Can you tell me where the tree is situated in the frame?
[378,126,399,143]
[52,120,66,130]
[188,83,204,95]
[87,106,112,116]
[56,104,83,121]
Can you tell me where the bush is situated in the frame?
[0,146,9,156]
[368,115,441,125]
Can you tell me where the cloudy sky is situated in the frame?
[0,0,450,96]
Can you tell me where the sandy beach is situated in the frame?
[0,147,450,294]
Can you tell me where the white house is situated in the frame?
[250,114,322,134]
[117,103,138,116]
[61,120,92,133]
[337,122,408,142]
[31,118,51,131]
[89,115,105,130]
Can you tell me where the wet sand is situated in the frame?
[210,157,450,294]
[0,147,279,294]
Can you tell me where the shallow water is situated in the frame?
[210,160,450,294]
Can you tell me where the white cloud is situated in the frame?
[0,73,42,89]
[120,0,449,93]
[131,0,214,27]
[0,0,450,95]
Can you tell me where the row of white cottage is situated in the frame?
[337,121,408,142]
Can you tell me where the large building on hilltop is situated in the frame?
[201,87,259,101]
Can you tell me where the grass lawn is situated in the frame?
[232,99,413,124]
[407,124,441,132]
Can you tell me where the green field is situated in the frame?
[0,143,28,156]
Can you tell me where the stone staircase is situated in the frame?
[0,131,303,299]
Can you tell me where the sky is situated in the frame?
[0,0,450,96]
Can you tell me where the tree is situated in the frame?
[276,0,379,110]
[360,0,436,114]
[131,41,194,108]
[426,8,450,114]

******

## Instructions to follow
Copy the material above back out word for word, leaving nothing out.

## The output
Can you tell me where the tree is situated in the frame?
[378,126,399,143]
[52,120,66,130]
[188,83,204,95]
[87,106,112,116]
[56,104,83,121]
Can you tell me where the bush is situated in the frame?
[0,146,9,156]
[368,115,441,125]
Can you tell me where the cloudy sky is situated in the frame?
[0,0,450,96]
Can you tell me where the sandy beach is situated in the frame?
[0,147,450,294]
Can you tell me where the white house is situated in the frame?
[250,114,322,134]
[117,103,138,116]
[61,120,92,133]
[337,122,408,142]
[31,118,51,131]
[89,115,105,130]
Can you tell me where the wet sand is situated in the frame?
[210,157,450,294]
[0,147,279,294]
Can you tell me where the shallow water is situated in the frame?
[210,160,450,294]
Can you tell me where the white cloud is situated in the frame?
[0,73,42,89]
[120,0,449,93]
[131,0,214,27]
[0,0,450,95]
Can you tell me where the row of white cottage is situated in the frame?
[337,121,408,142]
Can you tell me where the large building on hilltop is situated in the frame?
[201,87,259,101]
Can you tell me where the grass lawn is situated in the frame?
[232,99,413,124]
[407,124,441,132]
Can you tell me where the green field is situated in the frame?
[0,143,28,156]
Can you tell me where the stone staircase is situated in the frame?
[0,131,303,299]
Can you tell me where the sky is situated in the frame?
[0,0,450,96]
Can you tell me where the tree is situated in the frame?
[276,0,379,110]
[360,0,436,114]
[131,41,194,108]
[426,8,450,114]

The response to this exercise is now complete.